● **LECTURA**:

──────

Muchos otros edificios o monumentos históricos han tenido su lugar en la calle Toledo, demasiados para ser enunciados en una publicación que pretende ser una breve reseña. Sin embargo, es imposible dejar de mencionar la Puerta de Toledo.

Hubo otras anteriores con el mismo nombre en puntos más cercanos al centro histórico de la ciudad como fueron el Postigo de San Millán próximo a Cascorro, o la Puerta de La Latina, cercana al hospital antes mencionado. En 1625, al construirse la cerca de Felipe IV, se levantó una nueva situada en las cercanías del matadero del Rastro. Ésta era la zona de Madrid por donde accedía el ganado y donde se situaban la mayor parte de los establecimientos regentados por matarifes, curtidores de piel y otros trabajadores ligados al sector de la ganadería. Sabemos, gracias al plano de Teixeira, que aquella puerta era de ladrillo y en sus proximidades tenía dos fuentes.

La Puerta de Toledo actual, que también sirvió como acceso a la ciudad tras la desaparición de la anterior, es del siglo XIX. Fue durante la época napoleónica, bajo el reinado de José I Bonaparte, cuando se diseñó el primer proyecto de construcción de una puerta de carácter monumental que adecentara la entrada a la ciudad desde el sur. Las obras apenas habían dado comienzo cuando Fernando VII consigue hacerse con el trono de España, por lo que las autoridades de la ciudad decidieron dejar el proyecto, todavía inconcluso, en manos del afamado arquitecto Antonio López Aguado. Éste acabó por diseñar el monumento que nos ha llegado hasta hoy en día, y que terminó de construirse entre los años 1816 y 1827. Una puerta similar a la de Alcalá, de estilo neoclásico, que recuerda a un arco triunfal donde se homenajea a Fernando VII y la independencia española frente a los franceses.

──────

● **DATOS DADOS**:
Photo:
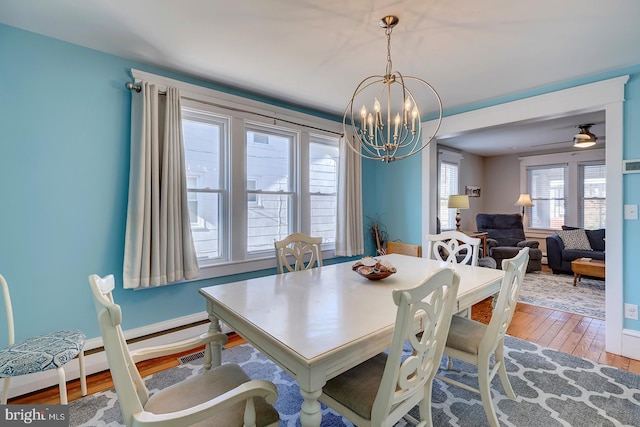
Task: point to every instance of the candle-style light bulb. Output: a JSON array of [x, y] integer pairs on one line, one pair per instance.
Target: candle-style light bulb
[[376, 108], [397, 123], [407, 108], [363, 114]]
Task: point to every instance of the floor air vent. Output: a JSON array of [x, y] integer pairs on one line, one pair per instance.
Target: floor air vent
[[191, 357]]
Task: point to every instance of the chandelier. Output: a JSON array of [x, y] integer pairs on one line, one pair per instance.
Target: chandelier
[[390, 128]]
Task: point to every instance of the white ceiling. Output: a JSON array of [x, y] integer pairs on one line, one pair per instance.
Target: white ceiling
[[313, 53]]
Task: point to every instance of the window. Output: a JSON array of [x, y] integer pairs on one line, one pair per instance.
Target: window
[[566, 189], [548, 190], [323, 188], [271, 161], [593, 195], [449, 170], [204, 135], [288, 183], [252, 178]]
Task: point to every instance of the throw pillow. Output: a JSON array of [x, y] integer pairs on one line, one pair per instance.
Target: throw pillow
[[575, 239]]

──────

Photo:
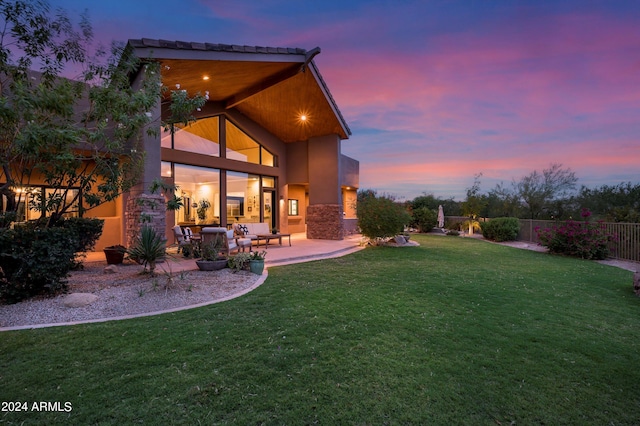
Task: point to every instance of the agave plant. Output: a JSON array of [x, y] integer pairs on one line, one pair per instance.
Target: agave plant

──────

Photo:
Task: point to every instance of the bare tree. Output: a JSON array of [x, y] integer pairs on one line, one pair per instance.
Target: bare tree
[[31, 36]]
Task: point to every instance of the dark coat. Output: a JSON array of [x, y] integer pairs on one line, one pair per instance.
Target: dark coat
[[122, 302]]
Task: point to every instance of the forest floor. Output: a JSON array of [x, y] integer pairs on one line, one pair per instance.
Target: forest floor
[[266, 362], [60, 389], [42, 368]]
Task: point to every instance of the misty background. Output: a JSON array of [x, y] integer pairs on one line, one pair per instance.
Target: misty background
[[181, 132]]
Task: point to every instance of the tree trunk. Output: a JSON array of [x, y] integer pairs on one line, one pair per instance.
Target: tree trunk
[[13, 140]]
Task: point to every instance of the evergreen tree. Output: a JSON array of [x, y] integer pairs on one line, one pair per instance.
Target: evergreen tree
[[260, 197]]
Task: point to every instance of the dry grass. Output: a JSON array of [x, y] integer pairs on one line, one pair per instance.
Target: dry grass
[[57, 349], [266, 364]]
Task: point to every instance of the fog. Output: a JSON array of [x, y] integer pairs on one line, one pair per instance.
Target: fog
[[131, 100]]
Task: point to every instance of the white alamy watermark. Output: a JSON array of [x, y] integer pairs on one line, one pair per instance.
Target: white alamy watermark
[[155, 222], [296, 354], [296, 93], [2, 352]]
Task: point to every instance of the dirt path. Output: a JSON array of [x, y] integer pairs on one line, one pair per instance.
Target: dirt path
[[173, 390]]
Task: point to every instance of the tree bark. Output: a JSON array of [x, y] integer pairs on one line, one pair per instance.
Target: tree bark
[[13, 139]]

──────

● **LISTA DE ACTIVIDADES**:
(1) Según el texto sobre la Puerta de Toledo, ¿qué arquitecto diseñó la puerta actual?
(2) Devuelve sin cambios el fragmento del texto sobre la Puerta de Toledo que va desde "Muchos otros edificios" hasta "Puerta de Toledo.".
(3) Nombra todos los reyes que aparecen en el texto sobre la Puerta de Toledo.

● **SOLUCIONES**:
(1) Antonio López Aguado.

(2)
Muchos otros edificios o monumentos históricos han tenido su lugar en la calle Toledo, demasiados para ser enunciados en una publicación que pretende ser una breve reseña. Sin embargo, es imposible dejar de mencionar la Puerta de Toledo.

(3) Felipe IV, José I Bonaparte y Fernando VII.